## Provided records
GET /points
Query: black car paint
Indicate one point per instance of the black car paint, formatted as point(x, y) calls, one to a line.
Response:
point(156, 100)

## Directions for this task
Could you report how many lines of the entries include the word "black"? Only the number is needed.

## Answer box
2